*Dataset records on object locations*.

* BEGIN *

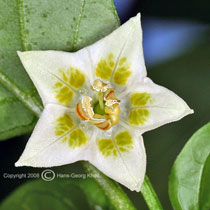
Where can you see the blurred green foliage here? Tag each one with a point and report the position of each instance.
(189, 183)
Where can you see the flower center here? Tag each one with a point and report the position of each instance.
(103, 110)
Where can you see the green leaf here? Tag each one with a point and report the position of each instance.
(189, 180)
(42, 25)
(13, 122)
(65, 194)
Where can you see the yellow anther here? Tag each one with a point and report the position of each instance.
(108, 114)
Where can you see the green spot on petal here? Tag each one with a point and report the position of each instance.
(77, 138)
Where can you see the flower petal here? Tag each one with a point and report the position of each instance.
(59, 138)
(119, 56)
(151, 106)
(121, 156)
(58, 76)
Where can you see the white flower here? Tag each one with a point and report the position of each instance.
(97, 103)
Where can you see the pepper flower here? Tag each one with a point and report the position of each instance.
(98, 102)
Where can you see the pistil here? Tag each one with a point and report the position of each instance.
(105, 112)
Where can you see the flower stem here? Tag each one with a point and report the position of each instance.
(150, 196)
(112, 190)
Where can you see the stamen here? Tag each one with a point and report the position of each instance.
(101, 100)
(105, 113)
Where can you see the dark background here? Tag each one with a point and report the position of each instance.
(177, 53)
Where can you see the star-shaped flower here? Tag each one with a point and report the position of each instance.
(97, 103)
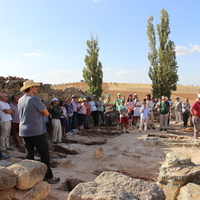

* END *

*EXERCISE*. Please write out every line of the records above again, requests included, scaling each point coordinate in the answers by 1.5 and rounding it to a whole number, with halves rounded up. Leave the pictures out.

*FULL SOLUTION*.
Where can you see the blurred green foliage here? Tag each one with a point and report the position of each instance.
(284, 275)
Where can you see the flower center here? Tag each one with a point and report the position of each instance.
(155, 165)
Where can you see the green leaf here? Tag each one with a point and report the position of each instance.
(284, 270)
(63, 38)
(20, 183)
(98, 291)
Where can you see the yellow anther here? Tag each one with a point and report the position of each instance.
(162, 171)
Where can you see the green spot on petal here? Tag each one with a point and report the position of each instance.
(116, 207)
Where can you see the flower petal here? Tag each one with a point and report the position of each instance.
(89, 207)
(179, 84)
(227, 159)
(182, 234)
(87, 114)
Where can you see the white flower here? Tag each one with a point and report the position of each instance.
(146, 155)
Where can you see the pepper flower here? Tag each one with a point and report the position of each instance.
(147, 153)
Where can you see the pistil here? Tag each one with a point and report the position of each instance.
(158, 168)
Where can you see the flower stem here? Tag each one with a point and report the position of each instance.
(225, 294)
(168, 285)
Where can you see the stamen here? Tag each one with a point and report the position of each instance.
(152, 150)
(158, 170)
Where can you see the dark background here? Tag each one with a point and report the position of each instance.
(266, 80)
Where can you see the star-shaped flower here? Tag each one with a point and report the position of each instance.
(146, 155)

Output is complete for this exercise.